Work required>
The required output is a copy of each line in the material below that includes "blurred".
__________________________________________________
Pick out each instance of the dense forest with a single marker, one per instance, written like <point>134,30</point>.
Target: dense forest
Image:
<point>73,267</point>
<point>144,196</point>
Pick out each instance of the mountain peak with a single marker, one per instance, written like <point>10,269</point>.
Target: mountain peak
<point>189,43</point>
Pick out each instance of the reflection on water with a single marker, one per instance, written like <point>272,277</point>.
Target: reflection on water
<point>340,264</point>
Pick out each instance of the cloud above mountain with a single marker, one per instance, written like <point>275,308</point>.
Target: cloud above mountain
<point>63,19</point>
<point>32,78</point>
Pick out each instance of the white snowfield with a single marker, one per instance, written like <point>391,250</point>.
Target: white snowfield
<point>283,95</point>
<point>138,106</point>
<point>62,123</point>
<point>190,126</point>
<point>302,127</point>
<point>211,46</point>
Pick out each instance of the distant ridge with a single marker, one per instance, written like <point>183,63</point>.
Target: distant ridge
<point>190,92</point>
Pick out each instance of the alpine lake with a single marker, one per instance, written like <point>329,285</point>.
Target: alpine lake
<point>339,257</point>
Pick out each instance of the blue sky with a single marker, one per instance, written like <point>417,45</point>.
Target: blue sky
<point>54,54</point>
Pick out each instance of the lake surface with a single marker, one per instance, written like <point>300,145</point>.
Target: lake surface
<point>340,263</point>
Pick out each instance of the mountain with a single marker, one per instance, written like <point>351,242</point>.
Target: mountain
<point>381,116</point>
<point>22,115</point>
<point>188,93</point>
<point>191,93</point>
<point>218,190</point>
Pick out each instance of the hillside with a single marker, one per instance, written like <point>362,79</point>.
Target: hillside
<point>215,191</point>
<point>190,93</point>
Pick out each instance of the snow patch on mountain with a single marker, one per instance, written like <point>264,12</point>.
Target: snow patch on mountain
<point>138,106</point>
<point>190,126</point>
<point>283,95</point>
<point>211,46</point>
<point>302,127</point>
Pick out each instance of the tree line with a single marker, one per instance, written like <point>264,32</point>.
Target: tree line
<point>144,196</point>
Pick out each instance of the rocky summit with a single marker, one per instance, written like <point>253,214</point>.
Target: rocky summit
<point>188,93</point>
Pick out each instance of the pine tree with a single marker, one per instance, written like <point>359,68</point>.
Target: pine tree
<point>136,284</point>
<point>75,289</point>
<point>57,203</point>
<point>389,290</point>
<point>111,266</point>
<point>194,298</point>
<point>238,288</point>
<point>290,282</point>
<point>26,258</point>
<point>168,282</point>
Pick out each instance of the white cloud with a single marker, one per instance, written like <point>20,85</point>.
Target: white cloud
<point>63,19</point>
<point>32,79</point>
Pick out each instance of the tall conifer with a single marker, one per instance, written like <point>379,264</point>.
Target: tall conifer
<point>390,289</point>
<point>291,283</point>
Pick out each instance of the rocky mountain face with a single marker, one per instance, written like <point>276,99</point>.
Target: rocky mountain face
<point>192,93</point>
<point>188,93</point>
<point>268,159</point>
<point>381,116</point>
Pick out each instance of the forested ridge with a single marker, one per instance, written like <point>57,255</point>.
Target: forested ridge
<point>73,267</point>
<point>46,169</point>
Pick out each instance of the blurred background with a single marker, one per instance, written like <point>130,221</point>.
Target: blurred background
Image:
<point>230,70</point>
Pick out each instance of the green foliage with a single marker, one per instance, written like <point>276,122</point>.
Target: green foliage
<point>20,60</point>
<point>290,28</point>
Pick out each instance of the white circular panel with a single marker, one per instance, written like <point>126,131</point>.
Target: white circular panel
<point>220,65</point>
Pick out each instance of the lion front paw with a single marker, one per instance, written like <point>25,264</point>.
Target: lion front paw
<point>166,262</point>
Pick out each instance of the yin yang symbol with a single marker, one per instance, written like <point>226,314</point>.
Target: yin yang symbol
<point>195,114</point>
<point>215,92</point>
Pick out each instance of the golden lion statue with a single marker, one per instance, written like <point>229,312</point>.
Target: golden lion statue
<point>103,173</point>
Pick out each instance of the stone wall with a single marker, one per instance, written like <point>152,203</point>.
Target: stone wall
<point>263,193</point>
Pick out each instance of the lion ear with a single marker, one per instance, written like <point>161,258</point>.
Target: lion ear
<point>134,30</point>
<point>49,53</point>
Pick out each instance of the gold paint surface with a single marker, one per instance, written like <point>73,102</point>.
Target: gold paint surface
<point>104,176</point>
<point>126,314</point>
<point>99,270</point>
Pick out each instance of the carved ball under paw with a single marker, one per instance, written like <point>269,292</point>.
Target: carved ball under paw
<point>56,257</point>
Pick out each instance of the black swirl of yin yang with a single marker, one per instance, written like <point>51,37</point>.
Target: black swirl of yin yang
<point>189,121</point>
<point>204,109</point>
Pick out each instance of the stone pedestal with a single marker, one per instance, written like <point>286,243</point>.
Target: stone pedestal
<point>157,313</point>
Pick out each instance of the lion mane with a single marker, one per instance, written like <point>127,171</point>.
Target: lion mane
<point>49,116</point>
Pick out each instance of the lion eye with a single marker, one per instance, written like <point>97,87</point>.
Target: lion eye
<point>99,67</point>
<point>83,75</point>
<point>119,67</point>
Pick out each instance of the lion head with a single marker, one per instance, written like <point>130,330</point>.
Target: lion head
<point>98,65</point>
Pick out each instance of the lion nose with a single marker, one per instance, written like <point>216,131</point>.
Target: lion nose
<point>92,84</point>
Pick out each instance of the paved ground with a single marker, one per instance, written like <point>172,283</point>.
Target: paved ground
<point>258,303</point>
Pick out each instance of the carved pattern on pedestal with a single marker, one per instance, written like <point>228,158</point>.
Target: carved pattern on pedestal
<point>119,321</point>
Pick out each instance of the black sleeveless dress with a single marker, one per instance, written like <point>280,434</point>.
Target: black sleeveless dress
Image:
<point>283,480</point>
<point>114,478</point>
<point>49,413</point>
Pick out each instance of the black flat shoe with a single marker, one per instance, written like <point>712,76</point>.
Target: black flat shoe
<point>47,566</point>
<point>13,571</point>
__________________________________________________
Answer space>
Pick out each instance of the blurred background with a single marker, one per instance, written like <point>130,221</point>.
Target: blurred background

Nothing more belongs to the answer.